• GIVEN EXERCISE
From the records below, select each line that contains the word "grain" and copy those lines.

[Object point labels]
BEGIN

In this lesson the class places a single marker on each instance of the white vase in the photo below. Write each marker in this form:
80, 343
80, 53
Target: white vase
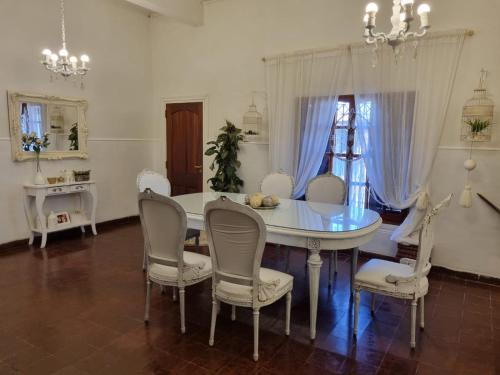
39, 179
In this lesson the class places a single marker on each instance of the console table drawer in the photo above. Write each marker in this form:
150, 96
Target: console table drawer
57, 190
74, 188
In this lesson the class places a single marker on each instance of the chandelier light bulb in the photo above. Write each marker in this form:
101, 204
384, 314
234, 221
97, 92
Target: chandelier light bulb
423, 8
371, 8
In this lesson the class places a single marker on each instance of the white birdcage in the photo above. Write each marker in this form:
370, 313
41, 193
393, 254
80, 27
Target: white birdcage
252, 123
477, 114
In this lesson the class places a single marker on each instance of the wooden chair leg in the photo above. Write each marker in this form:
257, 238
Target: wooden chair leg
422, 313
413, 322
356, 311
214, 320
148, 301
182, 308
287, 262
256, 335
330, 270
288, 311
233, 313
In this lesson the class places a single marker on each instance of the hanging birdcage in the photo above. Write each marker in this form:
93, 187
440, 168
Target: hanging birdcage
252, 123
477, 114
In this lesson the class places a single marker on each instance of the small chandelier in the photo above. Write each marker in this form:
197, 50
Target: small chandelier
61, 63
402, 16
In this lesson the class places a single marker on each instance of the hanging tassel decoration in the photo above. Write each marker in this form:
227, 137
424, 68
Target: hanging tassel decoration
422, 201
466, 197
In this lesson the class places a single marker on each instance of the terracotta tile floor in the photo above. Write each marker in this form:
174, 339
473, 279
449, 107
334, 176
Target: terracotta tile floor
77, 308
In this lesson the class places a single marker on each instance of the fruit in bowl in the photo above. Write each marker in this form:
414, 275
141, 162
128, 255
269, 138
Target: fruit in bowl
261, 201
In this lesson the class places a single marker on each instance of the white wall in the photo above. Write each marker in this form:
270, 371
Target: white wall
116, 35
222, 59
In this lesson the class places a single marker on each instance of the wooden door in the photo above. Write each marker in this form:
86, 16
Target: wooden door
185, 147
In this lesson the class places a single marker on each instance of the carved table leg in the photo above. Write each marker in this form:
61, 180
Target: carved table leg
314, 265
40, 198
354, 267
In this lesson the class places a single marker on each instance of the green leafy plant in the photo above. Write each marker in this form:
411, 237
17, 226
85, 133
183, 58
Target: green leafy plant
477, 125
225, 148
33, 143
73, 137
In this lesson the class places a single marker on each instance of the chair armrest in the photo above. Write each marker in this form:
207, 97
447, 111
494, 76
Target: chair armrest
393, 279
408, 261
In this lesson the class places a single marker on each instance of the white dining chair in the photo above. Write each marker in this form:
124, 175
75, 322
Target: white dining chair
164, 226
404, 280
160, 185
279, 184
236, 238
327, 188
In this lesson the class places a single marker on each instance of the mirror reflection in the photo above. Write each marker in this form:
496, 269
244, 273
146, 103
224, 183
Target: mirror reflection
59, 122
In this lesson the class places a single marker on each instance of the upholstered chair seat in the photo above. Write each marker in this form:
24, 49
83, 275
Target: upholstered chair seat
196, 266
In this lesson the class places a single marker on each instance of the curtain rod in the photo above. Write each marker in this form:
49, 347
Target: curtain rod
434, 34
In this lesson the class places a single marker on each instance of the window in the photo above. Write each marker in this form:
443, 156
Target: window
343, 159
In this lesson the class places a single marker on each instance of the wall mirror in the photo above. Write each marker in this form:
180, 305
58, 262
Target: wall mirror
62, 119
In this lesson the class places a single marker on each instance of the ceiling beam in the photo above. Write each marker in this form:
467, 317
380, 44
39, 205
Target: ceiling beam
187, 11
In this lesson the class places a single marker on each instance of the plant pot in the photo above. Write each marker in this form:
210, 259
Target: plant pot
39, 179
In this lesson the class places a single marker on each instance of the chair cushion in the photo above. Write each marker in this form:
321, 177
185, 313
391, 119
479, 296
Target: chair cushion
373, 275
274, 285
196, 266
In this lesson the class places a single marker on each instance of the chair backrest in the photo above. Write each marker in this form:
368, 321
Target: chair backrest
155, 181
426, 237
236, 239
164, 226
326, 188
279, 184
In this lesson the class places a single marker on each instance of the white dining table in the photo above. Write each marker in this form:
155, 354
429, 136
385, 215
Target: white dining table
304, 224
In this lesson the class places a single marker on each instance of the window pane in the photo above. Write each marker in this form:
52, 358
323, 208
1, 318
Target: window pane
339, 168
342, 116
357, 189
340, 141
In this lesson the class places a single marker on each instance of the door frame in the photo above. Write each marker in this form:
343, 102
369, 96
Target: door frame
185, 99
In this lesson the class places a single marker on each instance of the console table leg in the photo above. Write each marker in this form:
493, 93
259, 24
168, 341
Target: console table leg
314, 266
354, 267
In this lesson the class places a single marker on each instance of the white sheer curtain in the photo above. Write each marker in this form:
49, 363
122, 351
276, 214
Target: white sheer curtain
32, 118
302, 97
401, 109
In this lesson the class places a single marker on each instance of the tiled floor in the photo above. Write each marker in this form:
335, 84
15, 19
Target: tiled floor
77, 308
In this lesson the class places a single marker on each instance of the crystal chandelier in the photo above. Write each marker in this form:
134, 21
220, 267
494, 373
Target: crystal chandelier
61, 63
402, 16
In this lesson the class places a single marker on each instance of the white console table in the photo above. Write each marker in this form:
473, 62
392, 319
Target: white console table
35, 197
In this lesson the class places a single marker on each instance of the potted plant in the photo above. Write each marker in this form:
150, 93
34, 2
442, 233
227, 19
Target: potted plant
225, 148
73, 137
477, 126
32, 143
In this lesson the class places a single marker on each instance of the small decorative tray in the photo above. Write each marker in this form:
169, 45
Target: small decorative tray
264, 207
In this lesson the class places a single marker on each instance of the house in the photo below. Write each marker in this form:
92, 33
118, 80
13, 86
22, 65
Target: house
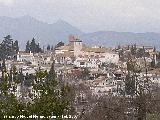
82, 55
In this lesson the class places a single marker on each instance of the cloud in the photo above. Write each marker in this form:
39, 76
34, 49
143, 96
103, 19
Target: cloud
7, 2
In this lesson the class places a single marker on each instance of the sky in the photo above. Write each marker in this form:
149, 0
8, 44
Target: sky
90, 15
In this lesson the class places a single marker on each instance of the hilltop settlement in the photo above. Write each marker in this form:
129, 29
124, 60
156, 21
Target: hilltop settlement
118, 71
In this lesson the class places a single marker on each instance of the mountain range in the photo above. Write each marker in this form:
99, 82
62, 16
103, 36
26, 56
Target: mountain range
25, 28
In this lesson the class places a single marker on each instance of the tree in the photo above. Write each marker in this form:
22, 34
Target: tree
15, 46
8, 48
48, 47
52, 97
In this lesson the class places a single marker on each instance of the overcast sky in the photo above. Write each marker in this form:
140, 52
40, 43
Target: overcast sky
90, 15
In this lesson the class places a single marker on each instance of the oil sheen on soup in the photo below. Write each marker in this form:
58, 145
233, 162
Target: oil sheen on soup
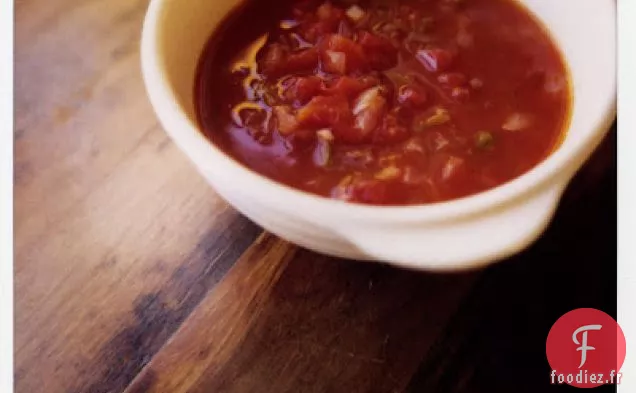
384, 102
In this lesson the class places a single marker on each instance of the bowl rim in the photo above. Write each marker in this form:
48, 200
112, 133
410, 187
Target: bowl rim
553, 170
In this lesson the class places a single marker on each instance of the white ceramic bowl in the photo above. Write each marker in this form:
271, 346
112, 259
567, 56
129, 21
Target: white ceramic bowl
463, 233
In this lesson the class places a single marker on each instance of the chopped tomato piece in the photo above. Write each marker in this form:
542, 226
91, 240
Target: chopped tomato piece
390, 132
321, 111
314, 31
277, 61
435, 60
274, 57
302, 89
350, 87
304, 60
328, 12
412, 96
287, 122
335, 62
354, 54
368, 110
452, 79
461, 94
380, 51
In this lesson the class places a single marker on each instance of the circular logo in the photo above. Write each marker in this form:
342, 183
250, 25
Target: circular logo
585, 348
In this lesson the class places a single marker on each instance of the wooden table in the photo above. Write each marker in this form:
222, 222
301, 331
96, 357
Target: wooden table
133, 275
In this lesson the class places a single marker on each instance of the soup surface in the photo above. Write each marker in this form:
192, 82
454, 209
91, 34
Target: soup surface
384, 102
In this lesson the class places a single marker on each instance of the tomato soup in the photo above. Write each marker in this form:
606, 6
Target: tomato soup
384, 102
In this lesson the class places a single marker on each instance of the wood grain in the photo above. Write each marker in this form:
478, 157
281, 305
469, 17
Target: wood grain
116, 237
132, 275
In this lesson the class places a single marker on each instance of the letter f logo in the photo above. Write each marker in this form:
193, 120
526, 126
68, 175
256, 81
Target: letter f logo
584, 347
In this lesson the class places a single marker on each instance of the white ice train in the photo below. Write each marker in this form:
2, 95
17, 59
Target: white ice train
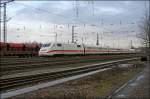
55, 48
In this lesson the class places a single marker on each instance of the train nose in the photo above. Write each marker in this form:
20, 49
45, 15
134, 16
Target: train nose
42, 53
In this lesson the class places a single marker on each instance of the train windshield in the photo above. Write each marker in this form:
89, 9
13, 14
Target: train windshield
46, 45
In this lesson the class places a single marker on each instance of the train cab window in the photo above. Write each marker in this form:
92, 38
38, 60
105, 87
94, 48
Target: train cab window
59, 45
78, 45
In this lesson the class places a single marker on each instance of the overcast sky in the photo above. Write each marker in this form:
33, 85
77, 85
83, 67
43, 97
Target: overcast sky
116, 22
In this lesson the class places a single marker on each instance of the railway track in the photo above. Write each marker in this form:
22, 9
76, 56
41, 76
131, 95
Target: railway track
49, 63
10, 83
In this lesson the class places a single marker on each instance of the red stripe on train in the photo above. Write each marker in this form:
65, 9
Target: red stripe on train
76, 51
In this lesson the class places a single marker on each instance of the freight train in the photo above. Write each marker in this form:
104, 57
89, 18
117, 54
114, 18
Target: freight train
19, 49
55, 48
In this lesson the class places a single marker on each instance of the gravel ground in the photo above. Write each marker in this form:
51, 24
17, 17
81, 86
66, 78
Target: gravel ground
94, 86
143, 90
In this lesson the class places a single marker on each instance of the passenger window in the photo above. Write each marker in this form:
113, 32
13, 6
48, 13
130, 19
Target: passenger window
59, 45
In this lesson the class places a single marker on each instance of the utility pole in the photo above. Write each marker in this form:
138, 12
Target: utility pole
5, 19
4, 24
97, 42
0, 19
73, 34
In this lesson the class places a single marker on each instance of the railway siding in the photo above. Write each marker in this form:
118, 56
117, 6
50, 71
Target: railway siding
19, 81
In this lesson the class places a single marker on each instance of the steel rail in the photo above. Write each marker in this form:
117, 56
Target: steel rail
10, 83
47, 63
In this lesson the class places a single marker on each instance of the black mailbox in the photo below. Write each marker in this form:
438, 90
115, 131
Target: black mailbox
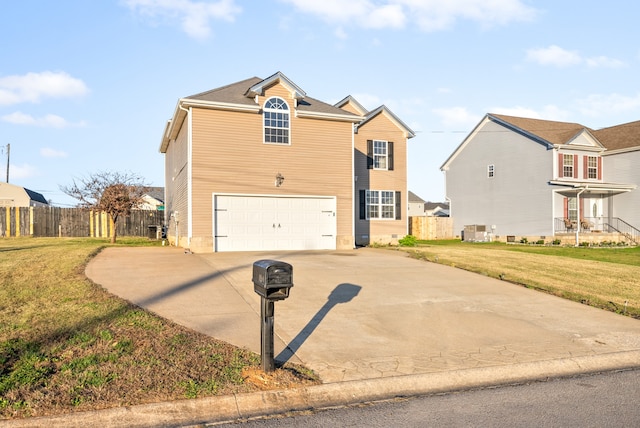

END

• EXERCISE ANSWER
In this lesson the class places a single marker on each instance of the wood grain in the photo above. Write each marker in this form:
Target: wood grain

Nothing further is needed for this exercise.